-- DIRECTIONS --
The required answer is each line in the entries below where "shirt" occurs.

Collected data entries
---------------
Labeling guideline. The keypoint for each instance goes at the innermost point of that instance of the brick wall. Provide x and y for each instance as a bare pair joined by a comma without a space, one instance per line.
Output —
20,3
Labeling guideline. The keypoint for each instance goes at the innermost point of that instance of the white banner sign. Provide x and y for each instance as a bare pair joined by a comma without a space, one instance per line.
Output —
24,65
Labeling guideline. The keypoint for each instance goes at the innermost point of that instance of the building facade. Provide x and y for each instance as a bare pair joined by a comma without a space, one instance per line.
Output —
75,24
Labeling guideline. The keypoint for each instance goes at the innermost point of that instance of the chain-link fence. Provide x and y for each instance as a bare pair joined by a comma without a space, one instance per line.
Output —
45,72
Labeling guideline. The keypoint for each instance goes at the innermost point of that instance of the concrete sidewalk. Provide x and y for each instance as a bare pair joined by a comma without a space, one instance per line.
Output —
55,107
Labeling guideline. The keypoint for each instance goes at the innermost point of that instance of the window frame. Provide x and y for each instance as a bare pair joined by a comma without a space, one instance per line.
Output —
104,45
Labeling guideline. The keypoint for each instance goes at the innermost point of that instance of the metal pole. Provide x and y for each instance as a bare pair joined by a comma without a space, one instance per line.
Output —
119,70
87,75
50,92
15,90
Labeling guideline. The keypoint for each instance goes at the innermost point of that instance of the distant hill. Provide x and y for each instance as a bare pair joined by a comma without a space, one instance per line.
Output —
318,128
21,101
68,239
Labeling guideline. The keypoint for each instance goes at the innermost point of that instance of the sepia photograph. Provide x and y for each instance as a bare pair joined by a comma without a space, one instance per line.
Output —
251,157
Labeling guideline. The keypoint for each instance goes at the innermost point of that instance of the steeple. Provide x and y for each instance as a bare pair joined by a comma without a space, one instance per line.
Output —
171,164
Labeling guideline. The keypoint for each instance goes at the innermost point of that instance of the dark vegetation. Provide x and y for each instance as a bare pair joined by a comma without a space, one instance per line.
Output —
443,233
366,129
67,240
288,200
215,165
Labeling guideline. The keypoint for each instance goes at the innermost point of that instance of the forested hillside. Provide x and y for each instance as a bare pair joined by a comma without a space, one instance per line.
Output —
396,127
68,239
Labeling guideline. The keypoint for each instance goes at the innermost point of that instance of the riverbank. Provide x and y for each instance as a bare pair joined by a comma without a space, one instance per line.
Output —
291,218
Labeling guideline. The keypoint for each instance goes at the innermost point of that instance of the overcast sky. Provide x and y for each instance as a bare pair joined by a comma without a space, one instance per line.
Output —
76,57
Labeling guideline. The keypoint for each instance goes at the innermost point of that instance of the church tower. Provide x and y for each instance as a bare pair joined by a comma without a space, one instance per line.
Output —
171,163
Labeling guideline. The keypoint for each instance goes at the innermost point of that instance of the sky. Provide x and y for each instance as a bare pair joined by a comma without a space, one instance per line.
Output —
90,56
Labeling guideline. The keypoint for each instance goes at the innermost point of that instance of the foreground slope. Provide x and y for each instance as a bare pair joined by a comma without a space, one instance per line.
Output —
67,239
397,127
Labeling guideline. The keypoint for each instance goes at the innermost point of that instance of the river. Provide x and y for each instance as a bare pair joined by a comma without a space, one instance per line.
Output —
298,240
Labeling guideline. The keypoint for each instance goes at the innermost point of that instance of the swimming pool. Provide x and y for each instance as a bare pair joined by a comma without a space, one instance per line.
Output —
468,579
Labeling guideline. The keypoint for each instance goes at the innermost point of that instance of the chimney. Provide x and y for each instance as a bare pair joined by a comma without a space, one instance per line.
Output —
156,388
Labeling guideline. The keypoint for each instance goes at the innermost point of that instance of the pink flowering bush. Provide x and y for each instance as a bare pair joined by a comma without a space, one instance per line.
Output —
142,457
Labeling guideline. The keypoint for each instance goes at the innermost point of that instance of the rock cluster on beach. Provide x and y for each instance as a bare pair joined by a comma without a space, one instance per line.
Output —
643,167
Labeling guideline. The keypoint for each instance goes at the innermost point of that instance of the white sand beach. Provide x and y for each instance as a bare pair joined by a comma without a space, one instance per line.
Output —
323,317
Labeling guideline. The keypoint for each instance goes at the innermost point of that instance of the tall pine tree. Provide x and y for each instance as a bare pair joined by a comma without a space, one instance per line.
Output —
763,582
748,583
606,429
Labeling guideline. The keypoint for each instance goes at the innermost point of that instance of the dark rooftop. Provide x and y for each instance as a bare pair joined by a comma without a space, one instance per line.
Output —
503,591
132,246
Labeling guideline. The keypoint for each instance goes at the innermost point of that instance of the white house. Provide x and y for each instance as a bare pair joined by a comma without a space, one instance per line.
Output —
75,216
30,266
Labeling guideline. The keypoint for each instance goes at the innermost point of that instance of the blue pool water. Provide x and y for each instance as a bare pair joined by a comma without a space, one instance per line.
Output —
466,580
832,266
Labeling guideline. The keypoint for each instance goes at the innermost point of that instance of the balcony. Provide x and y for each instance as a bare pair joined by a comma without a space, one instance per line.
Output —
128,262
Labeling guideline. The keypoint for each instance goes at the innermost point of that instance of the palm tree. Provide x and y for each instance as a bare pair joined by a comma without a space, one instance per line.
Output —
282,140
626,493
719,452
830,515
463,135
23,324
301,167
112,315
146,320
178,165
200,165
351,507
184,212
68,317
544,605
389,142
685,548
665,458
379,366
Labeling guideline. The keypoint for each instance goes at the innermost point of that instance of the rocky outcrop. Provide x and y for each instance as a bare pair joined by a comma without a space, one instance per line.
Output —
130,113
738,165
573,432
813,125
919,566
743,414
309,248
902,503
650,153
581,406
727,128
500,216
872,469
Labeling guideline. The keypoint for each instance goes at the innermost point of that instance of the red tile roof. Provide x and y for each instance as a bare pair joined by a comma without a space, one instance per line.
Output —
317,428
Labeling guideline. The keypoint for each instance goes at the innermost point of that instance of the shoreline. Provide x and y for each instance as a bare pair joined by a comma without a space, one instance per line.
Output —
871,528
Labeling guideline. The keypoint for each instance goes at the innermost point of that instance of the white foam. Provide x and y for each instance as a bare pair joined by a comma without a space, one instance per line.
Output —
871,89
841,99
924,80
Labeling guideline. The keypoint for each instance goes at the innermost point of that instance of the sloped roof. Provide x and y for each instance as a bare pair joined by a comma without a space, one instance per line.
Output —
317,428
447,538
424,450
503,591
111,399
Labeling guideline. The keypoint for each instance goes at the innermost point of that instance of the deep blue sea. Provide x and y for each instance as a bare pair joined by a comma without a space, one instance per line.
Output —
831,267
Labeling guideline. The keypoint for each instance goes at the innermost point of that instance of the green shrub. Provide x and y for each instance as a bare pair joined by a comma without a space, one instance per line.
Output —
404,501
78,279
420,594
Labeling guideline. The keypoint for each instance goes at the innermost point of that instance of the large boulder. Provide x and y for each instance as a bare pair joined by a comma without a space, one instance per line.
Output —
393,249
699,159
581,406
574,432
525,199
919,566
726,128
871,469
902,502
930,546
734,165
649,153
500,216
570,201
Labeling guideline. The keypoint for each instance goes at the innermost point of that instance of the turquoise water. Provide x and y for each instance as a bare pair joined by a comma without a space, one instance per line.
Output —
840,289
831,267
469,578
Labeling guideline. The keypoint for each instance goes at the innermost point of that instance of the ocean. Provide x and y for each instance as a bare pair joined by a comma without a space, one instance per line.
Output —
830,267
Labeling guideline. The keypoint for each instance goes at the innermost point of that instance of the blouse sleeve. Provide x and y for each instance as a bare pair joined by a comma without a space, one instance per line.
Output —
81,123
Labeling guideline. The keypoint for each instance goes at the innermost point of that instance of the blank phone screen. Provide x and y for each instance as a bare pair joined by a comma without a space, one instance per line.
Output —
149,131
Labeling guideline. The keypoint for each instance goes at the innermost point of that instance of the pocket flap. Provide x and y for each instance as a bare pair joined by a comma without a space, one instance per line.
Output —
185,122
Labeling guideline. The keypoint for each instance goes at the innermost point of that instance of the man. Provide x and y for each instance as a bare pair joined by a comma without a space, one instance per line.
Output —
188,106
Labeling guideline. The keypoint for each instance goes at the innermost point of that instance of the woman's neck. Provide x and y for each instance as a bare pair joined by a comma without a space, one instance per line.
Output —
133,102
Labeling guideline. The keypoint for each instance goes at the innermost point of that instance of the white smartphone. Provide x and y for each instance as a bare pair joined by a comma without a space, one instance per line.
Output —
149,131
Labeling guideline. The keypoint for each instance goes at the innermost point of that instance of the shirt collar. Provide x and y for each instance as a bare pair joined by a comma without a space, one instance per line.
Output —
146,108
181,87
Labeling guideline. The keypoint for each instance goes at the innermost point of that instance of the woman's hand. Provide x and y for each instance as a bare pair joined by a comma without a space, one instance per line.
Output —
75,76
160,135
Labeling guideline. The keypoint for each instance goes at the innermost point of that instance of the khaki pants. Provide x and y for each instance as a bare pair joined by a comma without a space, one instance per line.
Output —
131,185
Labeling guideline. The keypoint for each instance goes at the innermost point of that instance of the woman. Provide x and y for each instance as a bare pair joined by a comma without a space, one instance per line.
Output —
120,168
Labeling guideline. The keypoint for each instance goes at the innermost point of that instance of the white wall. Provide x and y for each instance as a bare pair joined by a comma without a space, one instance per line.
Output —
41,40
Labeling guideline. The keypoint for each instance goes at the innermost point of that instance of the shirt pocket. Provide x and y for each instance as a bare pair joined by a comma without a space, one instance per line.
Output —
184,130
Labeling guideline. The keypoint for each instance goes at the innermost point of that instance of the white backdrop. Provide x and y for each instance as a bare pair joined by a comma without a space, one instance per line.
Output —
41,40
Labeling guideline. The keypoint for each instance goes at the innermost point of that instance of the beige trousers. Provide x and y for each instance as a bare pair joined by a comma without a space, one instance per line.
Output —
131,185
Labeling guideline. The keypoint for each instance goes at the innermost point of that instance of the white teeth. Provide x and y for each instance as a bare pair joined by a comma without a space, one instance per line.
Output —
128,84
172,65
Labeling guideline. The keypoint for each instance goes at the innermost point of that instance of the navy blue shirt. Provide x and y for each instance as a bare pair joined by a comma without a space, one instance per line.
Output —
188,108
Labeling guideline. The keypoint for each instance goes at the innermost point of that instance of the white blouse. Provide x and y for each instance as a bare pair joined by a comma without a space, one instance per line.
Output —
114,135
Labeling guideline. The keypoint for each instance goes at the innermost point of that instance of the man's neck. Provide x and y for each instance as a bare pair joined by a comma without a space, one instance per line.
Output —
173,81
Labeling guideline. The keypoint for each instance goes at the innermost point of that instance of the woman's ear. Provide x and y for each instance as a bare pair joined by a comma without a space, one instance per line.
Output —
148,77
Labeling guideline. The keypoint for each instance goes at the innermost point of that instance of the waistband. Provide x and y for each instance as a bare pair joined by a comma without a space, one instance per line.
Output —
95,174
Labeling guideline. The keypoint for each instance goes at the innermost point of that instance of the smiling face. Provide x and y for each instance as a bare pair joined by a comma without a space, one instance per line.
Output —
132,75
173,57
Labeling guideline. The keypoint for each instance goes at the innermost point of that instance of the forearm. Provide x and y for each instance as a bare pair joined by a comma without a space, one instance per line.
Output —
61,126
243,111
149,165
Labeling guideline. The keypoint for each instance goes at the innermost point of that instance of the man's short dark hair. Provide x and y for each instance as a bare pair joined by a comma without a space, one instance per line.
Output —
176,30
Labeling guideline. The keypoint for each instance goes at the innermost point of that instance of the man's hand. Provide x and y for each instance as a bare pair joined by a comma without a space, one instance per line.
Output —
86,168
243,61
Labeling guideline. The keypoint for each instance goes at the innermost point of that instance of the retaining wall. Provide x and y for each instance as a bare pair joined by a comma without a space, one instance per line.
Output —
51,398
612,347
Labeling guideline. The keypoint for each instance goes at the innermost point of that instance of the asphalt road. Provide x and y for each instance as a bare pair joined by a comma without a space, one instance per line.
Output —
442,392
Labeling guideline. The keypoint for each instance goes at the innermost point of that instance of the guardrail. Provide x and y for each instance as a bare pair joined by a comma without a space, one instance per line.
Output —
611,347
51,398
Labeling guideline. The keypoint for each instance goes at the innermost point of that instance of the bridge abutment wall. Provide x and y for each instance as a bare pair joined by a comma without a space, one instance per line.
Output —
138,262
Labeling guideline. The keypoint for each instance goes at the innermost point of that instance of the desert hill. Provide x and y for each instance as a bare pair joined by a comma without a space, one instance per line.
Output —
---------------
-- REPLY TO THE TASK --
Labeling guideline. The keypoint for each instance goes at the innermost point of that instance of the shirt collar. Provide x and y for each instance as a bare pair joined by a comma without a space, one instance per line.
Labeling guideline. The keypoint for each instance goes at the innermost point of that instance of the shirt pocket. Provide x and y for each instance as a bare pair joined by a comma without a space, one instance per line.
Labeling guideline. The keypoint for each instance goes at the innermost point of that instance of the navy blue shirt. Provide x and y for each instance as a bare pair joined by a comma without a space, one instance per line.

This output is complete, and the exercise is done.